EXERCISE GOAL →
Rewrite only the material from the line with "Task: point out each instance of the white baseboard" through its end, keeping every line, and adjust each coordinate by -75.

DATA SUPPLIED →

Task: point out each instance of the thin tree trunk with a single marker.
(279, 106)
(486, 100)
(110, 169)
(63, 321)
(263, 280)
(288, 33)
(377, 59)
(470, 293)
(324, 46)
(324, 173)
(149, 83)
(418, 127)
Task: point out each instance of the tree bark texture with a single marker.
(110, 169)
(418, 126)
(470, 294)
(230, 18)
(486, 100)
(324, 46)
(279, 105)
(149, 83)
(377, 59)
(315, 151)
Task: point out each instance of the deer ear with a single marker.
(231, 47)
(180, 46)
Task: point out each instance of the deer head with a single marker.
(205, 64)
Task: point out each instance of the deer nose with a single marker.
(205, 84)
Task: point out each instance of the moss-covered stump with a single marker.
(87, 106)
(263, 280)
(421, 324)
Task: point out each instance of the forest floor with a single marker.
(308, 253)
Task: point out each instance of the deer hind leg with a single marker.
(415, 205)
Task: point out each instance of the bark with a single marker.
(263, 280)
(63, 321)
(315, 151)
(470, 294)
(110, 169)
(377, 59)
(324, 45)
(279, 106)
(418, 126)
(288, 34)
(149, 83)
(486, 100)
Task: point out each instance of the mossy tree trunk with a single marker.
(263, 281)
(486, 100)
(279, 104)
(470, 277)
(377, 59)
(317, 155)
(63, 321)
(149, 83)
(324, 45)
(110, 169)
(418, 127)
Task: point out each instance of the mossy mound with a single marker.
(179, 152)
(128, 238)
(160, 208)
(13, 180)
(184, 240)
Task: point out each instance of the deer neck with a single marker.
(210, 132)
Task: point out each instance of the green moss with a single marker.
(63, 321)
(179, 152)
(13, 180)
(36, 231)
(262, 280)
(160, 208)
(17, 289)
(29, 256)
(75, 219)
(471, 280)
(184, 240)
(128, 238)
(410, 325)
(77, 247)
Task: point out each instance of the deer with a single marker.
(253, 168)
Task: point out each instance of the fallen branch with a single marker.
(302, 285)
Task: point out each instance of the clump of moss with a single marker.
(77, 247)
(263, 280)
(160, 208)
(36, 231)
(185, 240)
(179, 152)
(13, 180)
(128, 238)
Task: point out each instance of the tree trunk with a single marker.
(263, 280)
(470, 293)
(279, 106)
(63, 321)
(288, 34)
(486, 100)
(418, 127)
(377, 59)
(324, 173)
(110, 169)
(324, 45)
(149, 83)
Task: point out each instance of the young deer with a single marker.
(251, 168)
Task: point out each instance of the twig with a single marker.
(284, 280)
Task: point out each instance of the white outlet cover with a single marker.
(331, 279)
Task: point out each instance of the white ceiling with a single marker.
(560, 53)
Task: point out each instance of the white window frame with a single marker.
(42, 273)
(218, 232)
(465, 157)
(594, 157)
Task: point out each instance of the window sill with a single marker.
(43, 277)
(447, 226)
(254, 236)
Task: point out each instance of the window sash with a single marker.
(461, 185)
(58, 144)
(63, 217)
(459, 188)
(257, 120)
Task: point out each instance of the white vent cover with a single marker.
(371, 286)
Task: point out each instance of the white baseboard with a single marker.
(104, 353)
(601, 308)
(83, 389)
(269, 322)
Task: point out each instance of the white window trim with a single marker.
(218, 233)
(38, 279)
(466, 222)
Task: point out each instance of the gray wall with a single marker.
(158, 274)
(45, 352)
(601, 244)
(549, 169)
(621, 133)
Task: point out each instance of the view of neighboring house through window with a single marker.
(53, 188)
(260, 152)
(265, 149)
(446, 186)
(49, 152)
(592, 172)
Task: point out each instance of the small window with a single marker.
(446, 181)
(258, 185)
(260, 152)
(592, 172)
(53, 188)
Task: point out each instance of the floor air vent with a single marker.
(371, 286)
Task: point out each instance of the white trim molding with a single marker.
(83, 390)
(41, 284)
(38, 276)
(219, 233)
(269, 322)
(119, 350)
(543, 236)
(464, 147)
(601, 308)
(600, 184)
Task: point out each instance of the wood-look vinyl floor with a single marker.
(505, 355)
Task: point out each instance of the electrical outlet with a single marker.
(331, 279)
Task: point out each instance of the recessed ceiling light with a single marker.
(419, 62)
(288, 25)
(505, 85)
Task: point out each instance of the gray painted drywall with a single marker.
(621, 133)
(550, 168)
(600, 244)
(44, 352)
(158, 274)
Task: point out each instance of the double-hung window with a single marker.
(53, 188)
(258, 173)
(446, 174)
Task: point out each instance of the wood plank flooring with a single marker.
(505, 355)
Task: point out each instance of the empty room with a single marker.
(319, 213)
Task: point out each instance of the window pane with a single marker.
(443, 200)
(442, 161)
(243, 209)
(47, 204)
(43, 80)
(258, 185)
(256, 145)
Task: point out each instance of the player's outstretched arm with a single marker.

TASK RESULT →
Task: point out each instance of the white baseboard with a single marker.
(29, 278)
(526, 233)
(8, 314)
(194, 247)
Task: point out each instance of the white window trim with a single marker.
(143, 158)
(-37, 204)
(391, 147)
Task: point out each instance of the gray wall with a single marker.
(83, 199)
(-30, 277)
(526, 169)
(474, 94)
(546, 58)
Task: point out each instance of the view of neighboring house through window with a single marker.
(-22, 113)
(185, 77)
(190, 74)
(371, 111)
(-26, 77)
(517, 97)
Task: point out each instance of the small window with a single marker.
(371, 106)
(183, 110)
(185, 77)
(517, 97)
(-22, 113)
Task: point out each instance of the floor air vent with a single marker.
(296, 211)
Task: point out each instance of the white trim molding with a single marker.
(8, 315)
(-34, 209)
(-37, 201)
(144, 158)
(194, 247)
(44, 275)
(468, 161)
(389, 72)
(526, 233)
(525, 109)
Task: point out each instance of the wood-look vinyl floor with a single marker.
(430, 280)
Task: point out each instance of the electrical outlet with a single marker.
(256, 204)
Task: point out each instance of the recessed ceiling light with a single marker.
(344, -13)
(213, -50)
(430, 10)
Task: point out each instance of the gray painted drywall with a single marker.
(546, 58)
(475, 93)
(525, 169)
(-31, 277)
(83, 199)
Task: point out each instance of the double-hung window with a single marker.
(-22, 113)
(183, 98)
(371, 99)
Task: point out each instance of the wood plank flooring with a single marker.
(430, 280)
Task: point out each instance of the empty room with a single marker.
(244, 138)
Task: point out each instance of the window pane with a single marker.
(368, 125)
(367, 86)
(168, 134)
(-28, 129)
(-32, 5)
(183, 110)
(181, 70)
Task: point out each instance of the player's outstretched arm with a single marker.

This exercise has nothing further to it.